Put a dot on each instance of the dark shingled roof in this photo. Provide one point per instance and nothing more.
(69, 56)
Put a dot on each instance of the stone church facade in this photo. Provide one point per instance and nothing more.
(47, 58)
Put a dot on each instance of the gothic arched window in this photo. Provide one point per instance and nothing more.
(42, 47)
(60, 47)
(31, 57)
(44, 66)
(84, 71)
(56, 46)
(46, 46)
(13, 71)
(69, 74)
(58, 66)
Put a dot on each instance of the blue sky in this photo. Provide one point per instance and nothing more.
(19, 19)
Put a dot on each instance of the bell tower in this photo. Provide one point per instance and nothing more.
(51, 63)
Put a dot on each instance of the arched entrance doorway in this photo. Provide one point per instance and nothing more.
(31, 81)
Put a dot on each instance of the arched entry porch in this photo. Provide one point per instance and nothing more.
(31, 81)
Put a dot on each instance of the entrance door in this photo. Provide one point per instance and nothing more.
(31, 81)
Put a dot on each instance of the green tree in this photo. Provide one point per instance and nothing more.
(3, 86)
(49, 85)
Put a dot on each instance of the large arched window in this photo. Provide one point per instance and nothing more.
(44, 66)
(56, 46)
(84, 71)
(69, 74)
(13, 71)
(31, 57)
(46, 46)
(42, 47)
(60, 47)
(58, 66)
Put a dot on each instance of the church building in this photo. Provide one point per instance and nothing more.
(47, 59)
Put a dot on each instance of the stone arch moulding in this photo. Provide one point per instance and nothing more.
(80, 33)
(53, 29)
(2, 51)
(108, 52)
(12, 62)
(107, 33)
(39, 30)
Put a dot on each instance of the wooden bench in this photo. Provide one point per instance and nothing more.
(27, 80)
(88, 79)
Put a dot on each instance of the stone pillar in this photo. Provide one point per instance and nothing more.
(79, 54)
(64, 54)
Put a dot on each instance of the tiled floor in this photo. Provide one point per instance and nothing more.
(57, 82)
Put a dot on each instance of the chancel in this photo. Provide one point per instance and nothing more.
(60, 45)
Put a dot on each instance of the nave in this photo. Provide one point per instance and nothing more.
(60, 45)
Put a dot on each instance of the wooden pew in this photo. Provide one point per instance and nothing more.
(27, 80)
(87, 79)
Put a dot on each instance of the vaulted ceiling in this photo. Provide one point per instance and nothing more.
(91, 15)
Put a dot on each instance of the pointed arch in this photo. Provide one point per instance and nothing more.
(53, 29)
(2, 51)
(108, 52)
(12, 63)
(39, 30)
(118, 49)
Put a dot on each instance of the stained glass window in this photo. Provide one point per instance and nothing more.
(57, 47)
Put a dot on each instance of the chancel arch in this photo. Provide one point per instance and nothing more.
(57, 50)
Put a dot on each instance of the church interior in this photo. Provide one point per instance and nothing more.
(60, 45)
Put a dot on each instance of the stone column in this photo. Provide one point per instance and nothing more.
★ ★ ★ ★ ★
• [Problem description]: Reproduce every item above verbatim, preserving its order, wording and punctuation.

• [Answer for this exercise]:
Put a dot on each instance of the dark shingled roof in this photo. Provide one point per instance and nothing more.
(69, 56)
Put a dot on each instance of the stone church facade in this photo. Provide one point per instance and nothing more.
(47, 58)
Put a dot on each instance of the gothic arched window in this photo. Provide one point per instance and nothing more.
(42, 47)
(60, 47)
(31, 57)
(44, 66)
(84, 71)
(56, 46)
(46, 46)
(13, 71)
(69, 74)
(58, 66)
Put a dot on each instance of the blue sky in this photo. Provide one point per instance and nothing more.
(19, 19)
Put a dot on each instance of the bell tower in this photo. Provide one point per instance and nothing more.
(51, 63)
Put a dot on each instance of the arched entrance doorway in this photo. Provide one point per instance and nothing more.
(31, 81)
Put a dot on each instance of the arched entry porch in this photo. Provide one point per instance and nothing more.
(31, 81)
Put a dot on each instance of the entrance door in this photo. Provide one point per instance and nothing more.
(31, 81)
Put a dot on each instance of the green tree in this photo. Provide one point per instance and nothing more.
(3, 86)
(49, 85)
Put a dot on each instance of the large arched window in this photo. Provide one point per instance and nothing more.
(44, 66)
(56, 46)
(84, 71)
(69, 74)
(13, 71)
(31, 57)
(46, 46)
(42, 47)
(60, 47)
(58, 66)
Put a dot on each instance of the church building in this photo. Provide one point per instance and nothing more.
(47, 59)
Put a dot on each instance of the stone arch moulding in this photo. Provide one point per instance and nothing more.
(80, 33)
(53, 29)
(2, 51)
(108, 52)
(12, 62)
(107, 33)
(39, 30)
Put a dot on each instance of the wooden bench in this photo. Provide one point per instance and nothing more.
(27, 80)
(88, 79)
Put a dot on each instance of the stone pillar in this photo. Provide one point per instance and nothing more.
(79, 54)
(64, 54)
Put a dot on each instance of the tiled floor in this photo. Provide one point per instance and nothing more.
(57, 82)
Put a dot on each instance of the chancel in this photo. Provide one point per instance and nothing more.
(60, 45)
Put a dot on each instance of the nave in this photo. Provide one point per instance and nothing more.
(60, 45)
Put a dot on each instance of the wooden pew in this photo. Provide one point per instance and nothing more.
(27, 80)
(87, 79)
Put a dot on each instance of the vaulted ceiling in this photo. Provide one point per instance and nothing more.
(91, 15)
Put a dot on each instance of the pointed arch in this photo. Provide one point per instance and nothing more.
(53, 29)
(2, 51)
(108, 52)
(12, 63)
(39, 30)
(118, 49)
Put a dot on each instance of the stained glass window in this photo. Provide one point per instance and nothing more.
(57, 47)
Put a dot on each instance of the chancel arch in this photo. Provide one point per instance and nothing more.
(57, 50)
Put a dot on each instance of the church interior in this photo. Provide one point per instance and nothing more.
(60, 45)
Put a dot on each instance of the stone column in this photo. Provide one point per instance and nothing more.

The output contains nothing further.